> [What the exercise asks] Quote exactly, and only, the lines from the one with "Locate every instance of the floral" through the end of the listing.

[Stored dataset items]
-- start --
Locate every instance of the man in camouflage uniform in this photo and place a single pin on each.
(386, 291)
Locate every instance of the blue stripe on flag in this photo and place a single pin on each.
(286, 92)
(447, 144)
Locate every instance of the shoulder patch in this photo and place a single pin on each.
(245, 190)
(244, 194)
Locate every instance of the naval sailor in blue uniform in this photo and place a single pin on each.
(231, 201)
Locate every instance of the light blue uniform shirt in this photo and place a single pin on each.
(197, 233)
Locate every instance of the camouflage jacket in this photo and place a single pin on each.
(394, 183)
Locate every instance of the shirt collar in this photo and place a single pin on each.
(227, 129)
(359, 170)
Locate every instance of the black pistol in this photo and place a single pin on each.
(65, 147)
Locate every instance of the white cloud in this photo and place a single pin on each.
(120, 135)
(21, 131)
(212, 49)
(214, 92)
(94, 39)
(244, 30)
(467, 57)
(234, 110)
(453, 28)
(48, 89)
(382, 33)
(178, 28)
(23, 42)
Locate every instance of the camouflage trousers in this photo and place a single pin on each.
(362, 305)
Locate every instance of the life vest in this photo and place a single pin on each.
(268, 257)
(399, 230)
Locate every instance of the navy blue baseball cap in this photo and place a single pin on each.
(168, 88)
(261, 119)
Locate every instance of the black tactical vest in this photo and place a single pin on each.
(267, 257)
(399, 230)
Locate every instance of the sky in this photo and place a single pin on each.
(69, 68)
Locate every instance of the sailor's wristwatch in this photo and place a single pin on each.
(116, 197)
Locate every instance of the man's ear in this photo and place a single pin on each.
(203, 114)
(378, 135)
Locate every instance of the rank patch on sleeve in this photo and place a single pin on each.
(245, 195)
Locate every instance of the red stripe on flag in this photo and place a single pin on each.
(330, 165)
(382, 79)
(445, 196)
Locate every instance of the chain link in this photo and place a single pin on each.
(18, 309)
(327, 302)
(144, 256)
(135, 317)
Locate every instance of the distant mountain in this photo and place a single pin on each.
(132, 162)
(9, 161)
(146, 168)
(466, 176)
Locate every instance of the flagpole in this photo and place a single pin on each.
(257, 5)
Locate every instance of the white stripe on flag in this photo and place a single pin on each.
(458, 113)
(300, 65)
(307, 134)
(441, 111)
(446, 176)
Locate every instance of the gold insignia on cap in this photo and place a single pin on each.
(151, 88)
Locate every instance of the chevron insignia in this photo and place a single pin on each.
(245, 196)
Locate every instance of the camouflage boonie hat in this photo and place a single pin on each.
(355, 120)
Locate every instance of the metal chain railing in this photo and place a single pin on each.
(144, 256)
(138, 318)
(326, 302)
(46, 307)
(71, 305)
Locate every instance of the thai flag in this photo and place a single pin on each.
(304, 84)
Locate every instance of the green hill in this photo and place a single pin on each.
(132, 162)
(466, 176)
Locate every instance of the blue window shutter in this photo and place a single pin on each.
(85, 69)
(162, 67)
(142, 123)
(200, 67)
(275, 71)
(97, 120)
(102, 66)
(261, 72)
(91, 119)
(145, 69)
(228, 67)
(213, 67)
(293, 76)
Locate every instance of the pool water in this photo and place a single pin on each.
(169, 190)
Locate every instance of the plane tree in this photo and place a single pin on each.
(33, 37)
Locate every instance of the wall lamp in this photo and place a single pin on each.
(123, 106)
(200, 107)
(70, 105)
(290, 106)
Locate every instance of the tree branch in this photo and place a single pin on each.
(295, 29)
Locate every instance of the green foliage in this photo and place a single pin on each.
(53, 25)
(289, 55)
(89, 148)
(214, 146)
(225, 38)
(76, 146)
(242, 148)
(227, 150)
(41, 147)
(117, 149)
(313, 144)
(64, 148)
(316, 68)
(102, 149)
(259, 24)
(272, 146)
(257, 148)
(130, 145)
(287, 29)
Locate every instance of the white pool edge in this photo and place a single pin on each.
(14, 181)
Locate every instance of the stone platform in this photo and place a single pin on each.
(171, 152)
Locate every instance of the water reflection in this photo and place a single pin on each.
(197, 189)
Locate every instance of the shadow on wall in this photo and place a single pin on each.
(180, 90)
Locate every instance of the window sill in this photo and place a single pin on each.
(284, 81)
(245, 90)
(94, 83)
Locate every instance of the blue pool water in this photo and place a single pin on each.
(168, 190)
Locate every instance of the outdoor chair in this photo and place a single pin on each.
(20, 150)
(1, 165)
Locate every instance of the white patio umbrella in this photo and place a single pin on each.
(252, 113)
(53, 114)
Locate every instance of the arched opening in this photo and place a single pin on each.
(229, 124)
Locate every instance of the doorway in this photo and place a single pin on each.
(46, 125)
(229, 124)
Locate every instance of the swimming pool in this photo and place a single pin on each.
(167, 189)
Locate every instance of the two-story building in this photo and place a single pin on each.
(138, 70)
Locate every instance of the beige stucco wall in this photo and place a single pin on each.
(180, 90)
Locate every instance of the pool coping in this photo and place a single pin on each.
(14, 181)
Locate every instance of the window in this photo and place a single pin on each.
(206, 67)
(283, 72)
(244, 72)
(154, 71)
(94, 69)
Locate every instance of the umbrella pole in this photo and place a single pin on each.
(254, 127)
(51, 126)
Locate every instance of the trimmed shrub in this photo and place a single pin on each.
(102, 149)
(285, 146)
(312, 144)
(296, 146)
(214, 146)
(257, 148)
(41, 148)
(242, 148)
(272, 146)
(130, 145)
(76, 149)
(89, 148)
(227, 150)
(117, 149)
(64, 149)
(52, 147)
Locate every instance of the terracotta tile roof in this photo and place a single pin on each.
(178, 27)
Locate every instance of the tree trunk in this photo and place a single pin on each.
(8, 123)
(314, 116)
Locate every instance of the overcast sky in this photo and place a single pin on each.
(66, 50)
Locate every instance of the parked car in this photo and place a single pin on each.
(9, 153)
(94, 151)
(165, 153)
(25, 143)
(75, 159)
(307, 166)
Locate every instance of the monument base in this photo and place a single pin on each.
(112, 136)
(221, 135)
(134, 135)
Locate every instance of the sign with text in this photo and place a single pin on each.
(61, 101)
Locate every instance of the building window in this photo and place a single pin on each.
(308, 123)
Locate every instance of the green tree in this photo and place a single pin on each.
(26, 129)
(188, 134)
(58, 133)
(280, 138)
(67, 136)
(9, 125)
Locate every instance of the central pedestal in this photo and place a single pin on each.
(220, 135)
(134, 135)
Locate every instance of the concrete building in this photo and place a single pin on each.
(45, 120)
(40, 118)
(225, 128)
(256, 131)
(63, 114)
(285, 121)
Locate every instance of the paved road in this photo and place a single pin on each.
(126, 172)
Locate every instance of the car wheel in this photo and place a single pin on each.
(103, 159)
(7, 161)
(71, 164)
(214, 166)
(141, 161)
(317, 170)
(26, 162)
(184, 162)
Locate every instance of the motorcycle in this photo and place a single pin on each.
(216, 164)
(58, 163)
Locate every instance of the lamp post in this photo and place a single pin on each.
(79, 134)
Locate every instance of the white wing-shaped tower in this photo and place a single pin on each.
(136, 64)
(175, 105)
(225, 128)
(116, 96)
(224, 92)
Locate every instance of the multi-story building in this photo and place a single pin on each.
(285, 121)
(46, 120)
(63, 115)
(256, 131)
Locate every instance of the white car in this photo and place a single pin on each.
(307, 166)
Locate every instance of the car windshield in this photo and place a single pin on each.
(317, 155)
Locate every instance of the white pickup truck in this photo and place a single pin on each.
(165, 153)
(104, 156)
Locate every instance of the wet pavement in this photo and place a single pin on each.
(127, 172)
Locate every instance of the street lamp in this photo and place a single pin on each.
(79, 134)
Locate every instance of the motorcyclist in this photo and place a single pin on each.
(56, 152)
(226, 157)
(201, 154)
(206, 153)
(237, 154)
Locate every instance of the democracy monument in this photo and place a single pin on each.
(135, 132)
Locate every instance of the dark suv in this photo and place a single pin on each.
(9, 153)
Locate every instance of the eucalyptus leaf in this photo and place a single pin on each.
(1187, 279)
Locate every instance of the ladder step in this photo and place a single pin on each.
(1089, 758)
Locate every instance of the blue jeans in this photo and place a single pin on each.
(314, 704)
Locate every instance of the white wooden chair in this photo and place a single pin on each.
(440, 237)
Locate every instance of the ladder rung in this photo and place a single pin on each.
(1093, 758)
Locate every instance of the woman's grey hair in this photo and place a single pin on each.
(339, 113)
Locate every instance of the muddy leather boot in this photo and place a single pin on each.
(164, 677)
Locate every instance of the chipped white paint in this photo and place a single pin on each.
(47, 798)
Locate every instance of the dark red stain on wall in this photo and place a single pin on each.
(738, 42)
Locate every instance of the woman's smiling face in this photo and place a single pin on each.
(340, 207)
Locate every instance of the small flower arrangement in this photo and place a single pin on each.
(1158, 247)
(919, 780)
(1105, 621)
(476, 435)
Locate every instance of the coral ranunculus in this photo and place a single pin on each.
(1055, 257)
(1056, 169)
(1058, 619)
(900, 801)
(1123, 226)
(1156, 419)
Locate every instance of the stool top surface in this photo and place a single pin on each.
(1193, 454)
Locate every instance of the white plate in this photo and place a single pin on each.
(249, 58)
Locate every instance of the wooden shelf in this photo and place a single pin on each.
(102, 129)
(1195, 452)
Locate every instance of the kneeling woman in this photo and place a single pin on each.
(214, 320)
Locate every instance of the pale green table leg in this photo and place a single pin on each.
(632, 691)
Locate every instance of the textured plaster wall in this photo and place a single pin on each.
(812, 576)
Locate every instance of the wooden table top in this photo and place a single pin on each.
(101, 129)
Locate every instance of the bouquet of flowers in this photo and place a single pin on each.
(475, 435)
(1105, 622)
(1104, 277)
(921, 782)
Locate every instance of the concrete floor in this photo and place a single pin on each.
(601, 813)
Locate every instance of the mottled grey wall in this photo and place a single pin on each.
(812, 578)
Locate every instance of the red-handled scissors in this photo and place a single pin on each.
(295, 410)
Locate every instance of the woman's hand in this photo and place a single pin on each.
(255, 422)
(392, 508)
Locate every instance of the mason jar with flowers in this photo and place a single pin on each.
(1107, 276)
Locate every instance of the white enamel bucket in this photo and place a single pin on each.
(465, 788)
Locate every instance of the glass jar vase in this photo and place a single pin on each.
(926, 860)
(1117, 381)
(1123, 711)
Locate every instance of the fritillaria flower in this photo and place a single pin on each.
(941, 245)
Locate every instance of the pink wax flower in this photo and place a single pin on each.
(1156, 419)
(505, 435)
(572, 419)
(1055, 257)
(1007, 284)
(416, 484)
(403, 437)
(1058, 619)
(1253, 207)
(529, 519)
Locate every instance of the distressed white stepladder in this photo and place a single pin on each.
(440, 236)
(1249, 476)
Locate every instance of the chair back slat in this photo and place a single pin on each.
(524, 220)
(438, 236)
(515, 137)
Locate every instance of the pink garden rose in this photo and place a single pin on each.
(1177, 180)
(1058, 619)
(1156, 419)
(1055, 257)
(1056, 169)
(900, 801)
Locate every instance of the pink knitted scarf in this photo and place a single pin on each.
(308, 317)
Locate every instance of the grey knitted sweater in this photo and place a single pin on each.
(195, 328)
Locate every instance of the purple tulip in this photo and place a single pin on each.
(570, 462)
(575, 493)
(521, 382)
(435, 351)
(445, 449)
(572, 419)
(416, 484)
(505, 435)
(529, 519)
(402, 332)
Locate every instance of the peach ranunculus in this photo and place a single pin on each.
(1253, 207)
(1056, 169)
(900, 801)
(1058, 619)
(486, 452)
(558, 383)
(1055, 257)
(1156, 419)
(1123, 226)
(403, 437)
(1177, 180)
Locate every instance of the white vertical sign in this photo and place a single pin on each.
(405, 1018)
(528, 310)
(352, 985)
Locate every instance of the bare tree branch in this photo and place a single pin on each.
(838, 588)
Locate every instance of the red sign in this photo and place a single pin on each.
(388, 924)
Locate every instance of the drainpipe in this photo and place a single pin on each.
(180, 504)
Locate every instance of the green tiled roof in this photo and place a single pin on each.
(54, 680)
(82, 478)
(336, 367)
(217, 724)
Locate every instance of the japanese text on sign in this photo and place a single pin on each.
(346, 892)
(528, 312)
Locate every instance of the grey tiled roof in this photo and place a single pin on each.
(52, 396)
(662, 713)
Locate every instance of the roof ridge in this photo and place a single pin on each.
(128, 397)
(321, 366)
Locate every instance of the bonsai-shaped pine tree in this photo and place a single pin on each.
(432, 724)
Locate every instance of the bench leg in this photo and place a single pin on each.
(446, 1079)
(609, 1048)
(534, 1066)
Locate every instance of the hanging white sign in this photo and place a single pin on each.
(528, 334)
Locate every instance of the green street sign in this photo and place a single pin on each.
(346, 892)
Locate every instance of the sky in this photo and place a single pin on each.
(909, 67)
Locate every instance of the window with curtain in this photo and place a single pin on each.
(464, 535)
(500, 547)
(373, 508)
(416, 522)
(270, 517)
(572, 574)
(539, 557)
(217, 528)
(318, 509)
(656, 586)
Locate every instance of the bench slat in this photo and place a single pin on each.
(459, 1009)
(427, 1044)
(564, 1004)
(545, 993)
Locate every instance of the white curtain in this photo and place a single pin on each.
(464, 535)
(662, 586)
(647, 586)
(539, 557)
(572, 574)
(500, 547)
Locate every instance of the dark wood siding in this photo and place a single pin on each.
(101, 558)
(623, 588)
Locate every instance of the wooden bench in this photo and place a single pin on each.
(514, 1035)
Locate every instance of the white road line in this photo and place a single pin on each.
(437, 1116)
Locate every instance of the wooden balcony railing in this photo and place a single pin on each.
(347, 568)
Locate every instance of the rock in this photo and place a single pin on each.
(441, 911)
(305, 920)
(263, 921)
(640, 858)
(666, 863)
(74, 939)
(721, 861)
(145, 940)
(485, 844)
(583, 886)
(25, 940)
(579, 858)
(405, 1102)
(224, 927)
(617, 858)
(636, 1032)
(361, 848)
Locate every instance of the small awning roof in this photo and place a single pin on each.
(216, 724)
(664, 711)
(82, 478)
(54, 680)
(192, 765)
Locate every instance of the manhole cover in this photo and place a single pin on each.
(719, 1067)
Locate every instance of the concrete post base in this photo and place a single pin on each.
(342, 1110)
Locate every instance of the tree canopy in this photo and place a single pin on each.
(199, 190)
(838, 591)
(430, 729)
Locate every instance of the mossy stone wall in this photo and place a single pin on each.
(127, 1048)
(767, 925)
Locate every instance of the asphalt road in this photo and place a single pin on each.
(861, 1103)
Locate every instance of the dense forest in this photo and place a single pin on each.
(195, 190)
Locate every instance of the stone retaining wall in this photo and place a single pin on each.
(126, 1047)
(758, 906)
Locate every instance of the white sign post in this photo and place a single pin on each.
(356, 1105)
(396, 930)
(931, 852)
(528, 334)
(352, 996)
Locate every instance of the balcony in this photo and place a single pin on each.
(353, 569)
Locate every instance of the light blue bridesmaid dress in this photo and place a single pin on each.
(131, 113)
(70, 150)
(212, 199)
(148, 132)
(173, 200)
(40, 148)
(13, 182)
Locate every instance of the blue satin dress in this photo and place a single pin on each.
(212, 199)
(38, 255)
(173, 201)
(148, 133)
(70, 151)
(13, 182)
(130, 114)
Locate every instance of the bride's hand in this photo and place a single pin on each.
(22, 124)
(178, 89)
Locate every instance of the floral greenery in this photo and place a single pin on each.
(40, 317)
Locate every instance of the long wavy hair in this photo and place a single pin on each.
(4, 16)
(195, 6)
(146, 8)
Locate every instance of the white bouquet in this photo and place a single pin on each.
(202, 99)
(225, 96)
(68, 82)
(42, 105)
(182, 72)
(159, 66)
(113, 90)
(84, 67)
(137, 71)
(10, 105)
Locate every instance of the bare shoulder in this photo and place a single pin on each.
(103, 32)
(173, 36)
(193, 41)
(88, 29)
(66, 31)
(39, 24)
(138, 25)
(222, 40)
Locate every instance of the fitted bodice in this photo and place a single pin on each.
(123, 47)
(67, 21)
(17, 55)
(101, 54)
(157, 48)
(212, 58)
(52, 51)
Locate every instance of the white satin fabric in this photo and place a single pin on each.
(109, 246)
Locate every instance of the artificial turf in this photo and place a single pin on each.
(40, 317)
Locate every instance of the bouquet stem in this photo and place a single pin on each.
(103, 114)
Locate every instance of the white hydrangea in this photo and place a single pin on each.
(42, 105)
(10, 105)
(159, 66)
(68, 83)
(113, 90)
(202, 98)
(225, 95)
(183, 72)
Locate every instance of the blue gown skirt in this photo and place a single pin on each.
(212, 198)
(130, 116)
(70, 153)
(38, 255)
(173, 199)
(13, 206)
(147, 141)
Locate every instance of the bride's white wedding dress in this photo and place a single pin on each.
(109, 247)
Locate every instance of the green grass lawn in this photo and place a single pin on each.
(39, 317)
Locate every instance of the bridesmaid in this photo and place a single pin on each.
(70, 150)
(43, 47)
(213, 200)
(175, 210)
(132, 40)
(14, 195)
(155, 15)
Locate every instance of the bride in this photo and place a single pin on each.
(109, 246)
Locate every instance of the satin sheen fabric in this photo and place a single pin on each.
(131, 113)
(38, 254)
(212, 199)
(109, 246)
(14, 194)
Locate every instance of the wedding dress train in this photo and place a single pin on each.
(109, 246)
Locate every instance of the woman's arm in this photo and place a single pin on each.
-- end --
> [Final result]
Locate every instance of the floral greenery in this photo and place a single pin on each.
(40, 317)
Locate every instance of the long wavy hair in this photo and place a single pin on each.
(4, 16)
(195, 6)
(146, 8)
Locate every instance of the white bouquet in this photo and place a single pin on each.
(202, 99)
(225, 96)
(68, 82)
(42, 105)
(182, 72)
(159, 66)
(113, 90)
(84, 67)
(137, 71)
(10, 105)
Locate every instance of the bare shoulder in this photo and place a single pin on each.
(103, 32)
(173, 36)
(193, 41)
(88, 29)
(66, 31)
(39, 24)
(138, 25)
(222, 40)
Locate every instance of the fitted bodice in this photo and place a single pin on each.
(123, 47)
(67, 21)
(17, 55)
(101, 54)
(157, 48)
(212, 58)
(52, 51)
Locate every instance of the white satin fabric in this photo and place a single pin on each.
(109, 246)
Locate every instance of the artificial turf in this photo and place a single pin on each.
(40, 317)
Locate every instance of the bouquet stem in this photo and place a single pin on each.
(103, 114)
Locate every instance of the white hydrangea in this photo and place a single pin on each.
(42, 105)
(10, 105)
(159, 66)
(68, 83)
(113, 90)
(202, 98)
(225, 95)
(183, 72)
Locate every instance of the blue gown skirt in this photo and place a single pin on each.
(212, 198)
(130, 116)
(70, 153)
(38, 255)
(173, 199)
(13, 206)
(147, 141)
Locate every instance of the bride's white wedding dress in this photo and place a single pin on each.
(109, 247)
Locate every instance of the green grass lawn in this photo and place a single pin on each.
(39, 317)
Locate every instance of the bridesmaid in this photo and place a single pin on each.
(70, 150)
(43, 47)
(213, 200)
(175, 210)
(132, 40)
(14, 195)
(155, 15)
Locate every instance of the bride in this photo and place a single pin on each.
(109, 246)
Locate every instance of the satin sheen fabric in this photo and place a single pin on each.
(131, 113)
(38, 254)
(212, 199)
(109, 246)
(14, 194)
Locate every instance of the wedding dress train in this photo and place a single pin on each.
(109, 246)
Locate every instance of the woman's arm in this photo and place a single pin on each.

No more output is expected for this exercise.